Written instruction a: Tally the lines in the listing below that contain the string "Request", treating uppercase and lowercase letters as distinct. Give only the number.

Reading passage:
More recent judgments

There are some who argue that the Miller, Adams and others were exceptional and that we are now witnessing a return to a more orthodox approach (24). It is true, and to my mind welcome, that in at least one recent decision the Court seemed keen to reassert a more traditional approach to judicial review.

Paragraph 162 of the recent case of SC and others, is important. The Court considered that:

challenges to legislation on the ground of discrimination have become increasingly common in the United Kingdom. They are usually brought by campaigning organisations which lobbied unsuccessfully against the measure when it was being considered in Parliament, and then act as solicitors for persons affected by the legislation, or otherwise support legal challenges brought in their names, as a means of continuing their campaign. The favoured ground of challenge is usually article 14, because it is so easy to establish differential treatment of some category of persons, especially if the concept of indirect discrimination is given a wide scope. Since the principle of proportionality confers on the courts a very broad discretionary power, such cases present a risk of undue interference by the courts in the sphere of political choices. That risk can only be avoided if the courts apply the principle in a manner which respects the boundaries between legality and the political process.(25)

I agree wholeheartedly with Lord Reed that the Courts must be alive to the risk of undue interference in matters which are properly political, and which should be resolved through political discussion and democratic Parliamentary process. The Supreme Court judgment in Begum (26) was another example whereby the Court recognised the importance of the statutory scheme enacted by Parliament, and for which the Home Secretary was democratically accountable to Parliament, and gave it due weight. Professor Ekins rightly lauded the decision affirming the Home Secretary’s statutory power, and restating wider limits on the judicial function, as the Supreme Court panel doing its bit to vindicate the rule of law (27).

However, we also see an increased readiness to import HRA-style proportionality into judicial review. The judicial ‘habits’ learned over the years have obviously influenced other areas of law (28) – with the Supreme Court entertaining the idea of proportionality as a general ground of judicial review. Senior judges, including Sir Philip Sales (29) (as he then was) have rightly said this would be an ‘illegitimate legislative act’, and is not something courts should countenance.

Dataset extract:
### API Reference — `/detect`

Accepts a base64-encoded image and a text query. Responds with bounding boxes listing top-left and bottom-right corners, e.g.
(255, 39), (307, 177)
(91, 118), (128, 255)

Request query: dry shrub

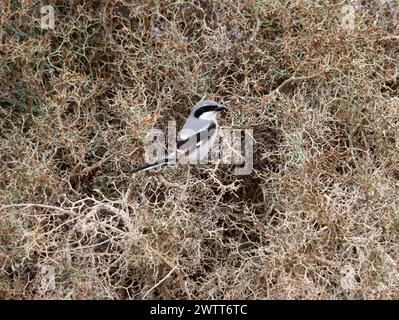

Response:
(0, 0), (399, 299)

==

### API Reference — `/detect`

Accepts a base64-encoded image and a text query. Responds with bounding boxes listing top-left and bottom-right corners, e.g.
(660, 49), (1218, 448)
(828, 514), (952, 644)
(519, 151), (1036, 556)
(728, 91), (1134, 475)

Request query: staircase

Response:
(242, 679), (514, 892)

Written instruction b: Resume the passage on judicial review above, beginning immediately after its final sentence.

Expected output a: 2

Expected output b:
But I would say that there will be perfectly legitimate instances where the Government could decide that it is nevertheless worthwhile and important to invite Parliament to legislate to overturn individual decisions. Indeed, this point was made very clearly in the Independent Review of Administrative Law – which recommended the legislative ‘overturning’ of the decision in Cart, an immigration case. Even if we think the pendulum has returned to a more traditional balance, with courts taking a more prudent approach to the determination of political issues, the fact remains that the mould has been broken. There can be no guarantee that in a future case the Supreme Court might again choose to intrude upon territory well beyond its scope and in doing so usurp the power that should be the sole preserve of those directly answerable to the people. Power that is held by virtue of a mandate that can only be expressed through the democratic process.

So where does that leave us?

The Queen’s Speech in 2021 included a commitment to restoring “the balance of power between the executive, legislature and the courts” (30). Let me be clear, I wholeheartedly support that intention.

The Judicial Review and Courts Bill received its first reading in July 2021 (31). That Bill includes a number of reforms. While I do not propose to review those in any great detail during this speech, it is instructive how the Bill has been received. There has been little, if any, suggestion that it is not Parliament’s right, or that Parliament is not empowered, to overturn decisions of the Supreme Court (for example that of the Cart judicial review jurisdiction). The principle would thus appear to be broadly accepted. Indeed, several academics have suggested the Bill could go further – the most consistent contributions on this front have been from Policy Exchange’s Judicial Power Project, which have put forward several papers on this topic, sparking constructive debate (32).

To suggest that Parliament might intervene to overturn jurisprudence that it considers to be wrongly decided is not to suggest that the Courts should not be independent. To the contrary, an independent, apolitical, judiciary is crucial to upholding the Rule of Law. But in our system, the framework that those judges should apply is a matter apposite for Parliamentary scrutiny.

In a similar vein, I will always support lawyers who take on difficult cases, and it is of crucial importance that they are free to do so. It has to be right in a free society that everyone should be able to seek legal advice to understand their rights and put their case to one of those independent judges. The recent criticism of Dinah Rose QC by students at the University of Oxford (33) for acting, entirely appropriately, for a Sovereign Government is completely wrong. But, in other circumstances, when lawyers cloak themselves in a political cause, it is difficult to take them seriously when they complain about criticism. While abuse or intimidation has no place in our society, as I know better than many, if you step into the political arena, your political motivations and beliefs become fair game for criticism.

Sir Stephen Laws wrote in his submission to the Independent Review of Administrative Law (34) that:

Ultimately, law cannot guarantee individual liberties or good governance unless it is supported by a culture of responsible politics which fosters collaboration, rather than the polarisation of political opinions. The risk of too much intervention by the law in politics is that it can undermine the culture on which law itself depends for its effectiveness in relation to other matters as well. Responsible politics requires incentives to listen to other points of view and to conduct civilised debate to convince others. None of that is necessary if the authority of the law can be enlisted to force the views of one side on the other (35).

For the reasons I have outlined briefly, it is my view that the last decade or so has demonstrated an increased appetite for political litigation, and, more worryingly, an appetite for putting judges in an invidious position, by asking them to decide essentially political matters on applications for judicial review.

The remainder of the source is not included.